Problem to solve
With the line containing "TARGET = wrought iron balcony" as the first line and the last line of the records as the final one, reproduce that range exactly.

--- START OF Provided entries ---

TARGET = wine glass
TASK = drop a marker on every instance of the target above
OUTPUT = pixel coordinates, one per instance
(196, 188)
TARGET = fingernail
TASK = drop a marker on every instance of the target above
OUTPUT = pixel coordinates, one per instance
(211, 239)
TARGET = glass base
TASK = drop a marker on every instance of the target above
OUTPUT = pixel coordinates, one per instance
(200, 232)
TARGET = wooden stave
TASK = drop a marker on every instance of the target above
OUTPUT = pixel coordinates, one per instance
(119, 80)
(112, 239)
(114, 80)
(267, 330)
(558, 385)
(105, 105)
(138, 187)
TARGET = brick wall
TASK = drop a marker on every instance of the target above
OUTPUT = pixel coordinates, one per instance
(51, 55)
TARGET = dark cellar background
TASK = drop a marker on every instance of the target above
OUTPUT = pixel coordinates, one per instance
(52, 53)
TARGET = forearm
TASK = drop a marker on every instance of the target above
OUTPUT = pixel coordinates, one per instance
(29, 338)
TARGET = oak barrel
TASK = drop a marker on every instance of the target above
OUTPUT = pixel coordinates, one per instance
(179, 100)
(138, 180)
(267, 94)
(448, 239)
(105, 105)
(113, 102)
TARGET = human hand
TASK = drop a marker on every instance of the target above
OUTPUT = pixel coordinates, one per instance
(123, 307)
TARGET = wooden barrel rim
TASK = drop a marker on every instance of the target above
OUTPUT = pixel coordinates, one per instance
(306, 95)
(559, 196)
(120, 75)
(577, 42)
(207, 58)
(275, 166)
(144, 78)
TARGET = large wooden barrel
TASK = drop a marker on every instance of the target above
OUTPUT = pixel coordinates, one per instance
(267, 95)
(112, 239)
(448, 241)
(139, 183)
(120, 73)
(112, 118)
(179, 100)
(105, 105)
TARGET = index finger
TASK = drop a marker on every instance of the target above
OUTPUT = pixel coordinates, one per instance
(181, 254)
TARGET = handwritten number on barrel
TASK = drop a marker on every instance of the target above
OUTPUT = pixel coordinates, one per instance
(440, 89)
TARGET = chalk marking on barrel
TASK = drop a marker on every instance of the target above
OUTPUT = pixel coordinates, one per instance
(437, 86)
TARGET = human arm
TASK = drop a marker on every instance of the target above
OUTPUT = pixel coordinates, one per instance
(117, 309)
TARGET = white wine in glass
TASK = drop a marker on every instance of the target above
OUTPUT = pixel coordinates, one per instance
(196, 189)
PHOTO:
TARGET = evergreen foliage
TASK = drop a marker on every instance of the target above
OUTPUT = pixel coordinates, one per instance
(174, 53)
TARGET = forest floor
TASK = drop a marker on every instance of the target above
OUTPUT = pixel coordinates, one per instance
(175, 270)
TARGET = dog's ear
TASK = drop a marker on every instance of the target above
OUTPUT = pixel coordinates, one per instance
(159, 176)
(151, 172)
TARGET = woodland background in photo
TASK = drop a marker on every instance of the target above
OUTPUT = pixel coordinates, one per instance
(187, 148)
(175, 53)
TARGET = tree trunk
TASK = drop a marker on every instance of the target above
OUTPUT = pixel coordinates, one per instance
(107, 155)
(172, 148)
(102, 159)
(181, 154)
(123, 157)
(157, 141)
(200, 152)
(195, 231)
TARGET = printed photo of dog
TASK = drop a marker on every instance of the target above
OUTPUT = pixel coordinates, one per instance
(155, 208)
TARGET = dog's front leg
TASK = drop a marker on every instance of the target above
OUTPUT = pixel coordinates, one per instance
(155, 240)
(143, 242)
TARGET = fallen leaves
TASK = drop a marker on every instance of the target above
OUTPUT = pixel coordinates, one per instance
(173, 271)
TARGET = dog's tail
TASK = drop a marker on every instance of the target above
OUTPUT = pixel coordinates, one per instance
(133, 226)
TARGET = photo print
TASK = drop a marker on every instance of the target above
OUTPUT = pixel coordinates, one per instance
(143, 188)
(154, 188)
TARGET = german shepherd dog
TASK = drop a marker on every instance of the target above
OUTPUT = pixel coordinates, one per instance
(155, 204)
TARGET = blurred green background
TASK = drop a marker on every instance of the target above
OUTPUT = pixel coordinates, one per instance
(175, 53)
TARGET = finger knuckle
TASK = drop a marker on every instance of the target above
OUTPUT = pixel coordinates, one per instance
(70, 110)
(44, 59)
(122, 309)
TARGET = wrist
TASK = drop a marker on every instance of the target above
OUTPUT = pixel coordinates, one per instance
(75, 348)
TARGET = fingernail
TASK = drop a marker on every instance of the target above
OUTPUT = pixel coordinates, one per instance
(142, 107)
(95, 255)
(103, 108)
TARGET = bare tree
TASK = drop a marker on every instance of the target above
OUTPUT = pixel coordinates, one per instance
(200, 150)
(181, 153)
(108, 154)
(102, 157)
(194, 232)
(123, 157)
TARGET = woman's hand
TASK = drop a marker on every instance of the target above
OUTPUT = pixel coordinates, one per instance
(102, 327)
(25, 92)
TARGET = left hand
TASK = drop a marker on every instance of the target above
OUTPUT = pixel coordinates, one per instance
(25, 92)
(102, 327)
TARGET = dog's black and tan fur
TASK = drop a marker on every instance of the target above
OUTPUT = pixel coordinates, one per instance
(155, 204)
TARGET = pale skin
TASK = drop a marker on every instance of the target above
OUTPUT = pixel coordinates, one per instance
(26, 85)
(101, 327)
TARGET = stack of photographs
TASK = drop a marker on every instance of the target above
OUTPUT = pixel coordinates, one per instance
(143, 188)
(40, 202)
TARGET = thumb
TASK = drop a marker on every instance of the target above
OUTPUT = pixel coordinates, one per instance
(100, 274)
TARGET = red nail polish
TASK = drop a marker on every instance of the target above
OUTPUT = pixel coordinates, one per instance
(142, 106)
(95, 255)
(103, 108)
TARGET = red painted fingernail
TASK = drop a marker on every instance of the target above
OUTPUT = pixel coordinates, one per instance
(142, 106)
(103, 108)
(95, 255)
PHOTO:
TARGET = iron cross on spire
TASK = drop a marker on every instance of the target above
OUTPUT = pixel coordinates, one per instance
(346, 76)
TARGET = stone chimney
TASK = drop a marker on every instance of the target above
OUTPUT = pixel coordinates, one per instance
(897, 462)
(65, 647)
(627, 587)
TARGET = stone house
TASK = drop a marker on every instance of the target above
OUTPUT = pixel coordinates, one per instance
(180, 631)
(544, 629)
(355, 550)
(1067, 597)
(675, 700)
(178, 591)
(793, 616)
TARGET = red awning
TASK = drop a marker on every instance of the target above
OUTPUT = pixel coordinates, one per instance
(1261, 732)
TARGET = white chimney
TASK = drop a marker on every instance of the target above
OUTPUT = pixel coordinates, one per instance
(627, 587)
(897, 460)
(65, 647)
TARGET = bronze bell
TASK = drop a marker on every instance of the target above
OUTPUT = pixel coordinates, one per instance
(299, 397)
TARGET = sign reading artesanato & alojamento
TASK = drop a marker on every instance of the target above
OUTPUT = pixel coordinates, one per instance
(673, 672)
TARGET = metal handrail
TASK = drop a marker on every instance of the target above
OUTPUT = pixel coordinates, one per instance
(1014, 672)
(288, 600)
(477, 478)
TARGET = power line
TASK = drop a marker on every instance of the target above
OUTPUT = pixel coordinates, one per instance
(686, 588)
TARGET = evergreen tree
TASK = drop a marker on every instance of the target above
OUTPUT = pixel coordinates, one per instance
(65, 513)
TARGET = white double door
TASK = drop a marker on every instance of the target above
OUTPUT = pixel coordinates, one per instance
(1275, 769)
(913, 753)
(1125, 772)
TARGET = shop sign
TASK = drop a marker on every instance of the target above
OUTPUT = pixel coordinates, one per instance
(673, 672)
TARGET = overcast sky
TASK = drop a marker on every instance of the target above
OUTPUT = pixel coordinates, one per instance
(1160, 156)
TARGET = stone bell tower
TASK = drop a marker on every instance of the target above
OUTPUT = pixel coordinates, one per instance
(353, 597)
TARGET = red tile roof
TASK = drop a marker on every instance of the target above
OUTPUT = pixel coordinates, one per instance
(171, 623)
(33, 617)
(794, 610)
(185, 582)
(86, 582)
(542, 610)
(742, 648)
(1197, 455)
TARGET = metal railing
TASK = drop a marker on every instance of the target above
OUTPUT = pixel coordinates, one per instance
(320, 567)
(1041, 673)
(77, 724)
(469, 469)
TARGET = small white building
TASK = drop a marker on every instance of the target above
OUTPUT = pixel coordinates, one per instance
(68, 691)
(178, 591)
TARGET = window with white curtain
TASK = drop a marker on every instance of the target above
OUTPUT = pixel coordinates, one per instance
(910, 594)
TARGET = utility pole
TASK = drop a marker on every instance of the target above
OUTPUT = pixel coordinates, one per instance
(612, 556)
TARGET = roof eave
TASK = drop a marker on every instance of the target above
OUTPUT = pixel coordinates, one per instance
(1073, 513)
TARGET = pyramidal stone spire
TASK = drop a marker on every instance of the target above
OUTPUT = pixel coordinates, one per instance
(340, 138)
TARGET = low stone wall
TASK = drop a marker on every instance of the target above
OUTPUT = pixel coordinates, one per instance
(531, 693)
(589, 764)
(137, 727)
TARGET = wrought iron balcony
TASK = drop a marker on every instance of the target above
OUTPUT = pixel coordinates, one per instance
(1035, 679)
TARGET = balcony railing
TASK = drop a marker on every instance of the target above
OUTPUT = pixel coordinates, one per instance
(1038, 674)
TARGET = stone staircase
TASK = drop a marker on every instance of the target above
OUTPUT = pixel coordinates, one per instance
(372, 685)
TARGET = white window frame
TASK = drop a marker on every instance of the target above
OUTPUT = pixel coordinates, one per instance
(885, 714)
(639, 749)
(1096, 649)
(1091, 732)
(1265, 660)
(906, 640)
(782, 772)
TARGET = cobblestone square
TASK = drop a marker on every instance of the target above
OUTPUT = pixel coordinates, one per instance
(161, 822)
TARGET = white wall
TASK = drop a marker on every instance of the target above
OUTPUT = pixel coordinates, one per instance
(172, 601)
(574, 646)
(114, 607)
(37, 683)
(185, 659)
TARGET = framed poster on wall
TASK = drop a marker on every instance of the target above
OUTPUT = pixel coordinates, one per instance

--- END OF Provided entries ---

Answer for this exercise
TARGET = wrought iron balcony
TASK = drop a marker on every instance of the target above
OUTPUT = pixel coordinates, one per instance
(1035, 679)
TARGET = balcony railing
TASK = drop a marker on every instance of the target above
OUTPUT = pixel coordinates, one per instance
(1038, 674)
TARGET = stone staircase
TASK = drop a marker on every instance of the target above
OUTPUT = pixel coordinates, one per instance
(372, 685)
TARGET = white window frame
TASK = drop a marker on every instance of the target above
OUTPUT = pixel coordinates, one per instance
(885, 714)
(639, 749)
(1096, 649)
(1091, 732)
(1265, 660)
(906, 640)
(782, 772)
TARGET = cobblestone square
TASK = drop a marker on every instance of the target above
OUTPUT = pixel coordinates, one per instance
(161, 822)
TARGET = white wall
TASK = drop a marker on every instance of the target above
OUTPUT = pixel coordinates, one per instance
(172, 601)
(574, 646)
(114, 607)
(37, 683)
(185, 659)
TARGET = framed poster on wall
TASK = drop a marker on every instance of the target above
OUTPUT = pixel coordinates, one per instance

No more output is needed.